WORK REQUIRED
Reproduce the material starting at the line containing "The image below might contain a green" and ending at the line containing "[0,430,328,719]", substituting "grass-covered promontory" for "grassy headland" and leaving everything else unchanged. Omit the picture from your answer.

EXTRACTED DATA
%%

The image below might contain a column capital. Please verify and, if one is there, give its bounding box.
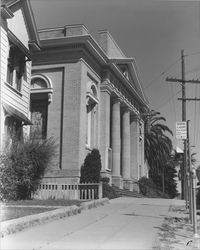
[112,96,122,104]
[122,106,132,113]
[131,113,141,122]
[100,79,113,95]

%%
%%

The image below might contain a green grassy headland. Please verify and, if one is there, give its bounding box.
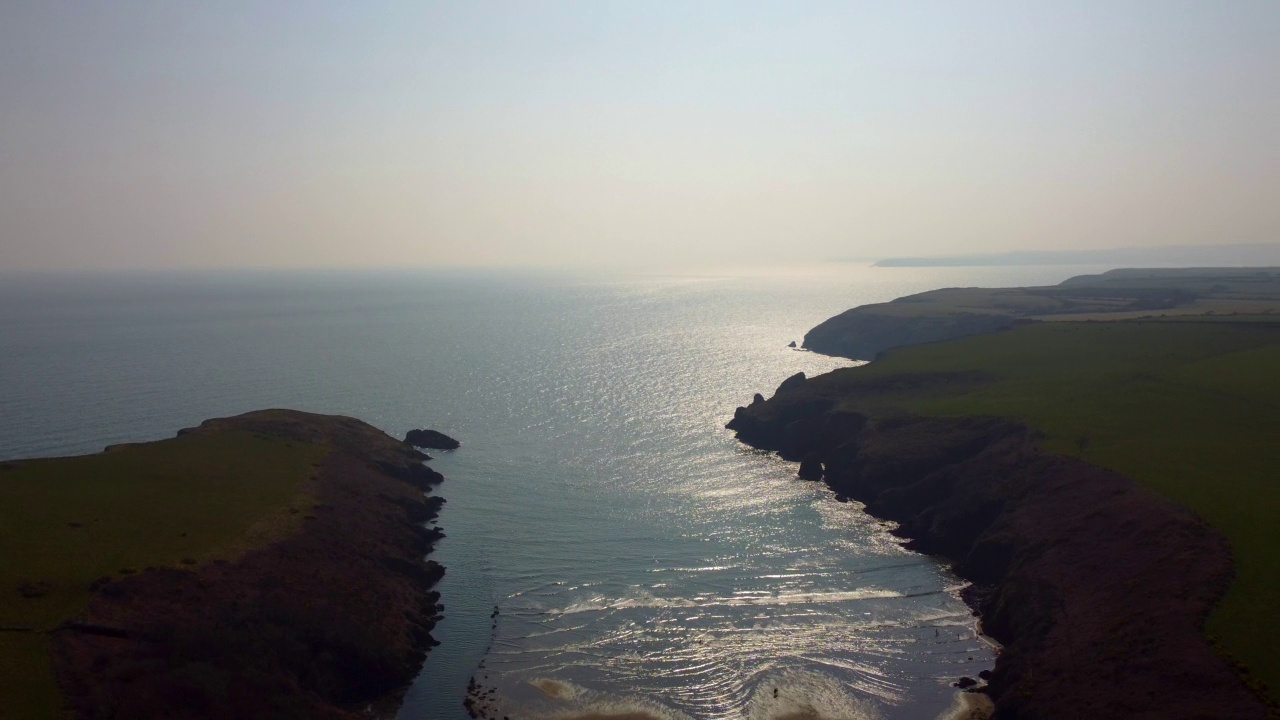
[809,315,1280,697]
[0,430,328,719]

%%
%%

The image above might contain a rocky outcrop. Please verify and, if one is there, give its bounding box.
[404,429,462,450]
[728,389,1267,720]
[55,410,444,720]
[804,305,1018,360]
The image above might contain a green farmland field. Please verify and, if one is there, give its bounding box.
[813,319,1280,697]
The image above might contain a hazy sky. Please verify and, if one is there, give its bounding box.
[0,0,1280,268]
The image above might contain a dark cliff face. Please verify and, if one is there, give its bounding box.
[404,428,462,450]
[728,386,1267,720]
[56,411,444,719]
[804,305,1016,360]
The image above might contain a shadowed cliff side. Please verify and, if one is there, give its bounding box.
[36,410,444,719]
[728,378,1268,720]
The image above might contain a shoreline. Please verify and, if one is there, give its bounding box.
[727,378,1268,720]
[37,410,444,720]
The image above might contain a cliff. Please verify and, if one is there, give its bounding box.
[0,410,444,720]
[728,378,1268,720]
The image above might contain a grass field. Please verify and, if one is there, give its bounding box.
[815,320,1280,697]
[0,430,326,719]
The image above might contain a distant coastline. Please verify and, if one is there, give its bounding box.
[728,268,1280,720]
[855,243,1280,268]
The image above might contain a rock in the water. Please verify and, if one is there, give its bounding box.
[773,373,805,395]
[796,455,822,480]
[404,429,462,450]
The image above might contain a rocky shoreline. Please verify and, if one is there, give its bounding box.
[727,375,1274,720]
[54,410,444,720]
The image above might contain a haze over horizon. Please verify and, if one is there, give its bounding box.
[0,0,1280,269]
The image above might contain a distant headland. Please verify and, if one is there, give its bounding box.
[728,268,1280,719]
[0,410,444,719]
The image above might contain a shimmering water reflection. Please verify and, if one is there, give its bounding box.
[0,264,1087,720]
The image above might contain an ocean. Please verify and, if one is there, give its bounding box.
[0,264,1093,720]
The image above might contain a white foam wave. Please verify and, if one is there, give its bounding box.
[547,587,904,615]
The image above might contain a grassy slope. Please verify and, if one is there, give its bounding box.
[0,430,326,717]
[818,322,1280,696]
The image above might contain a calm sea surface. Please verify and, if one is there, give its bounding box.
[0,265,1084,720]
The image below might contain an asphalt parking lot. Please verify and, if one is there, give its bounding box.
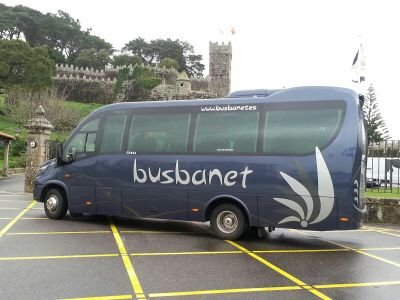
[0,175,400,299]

%%

IN RESPONSE
The image below might contain a green grass-covered promontory. Please verify and, if one is there, give its bounding box.
[809,315,1280,697]
[0,430,328,719]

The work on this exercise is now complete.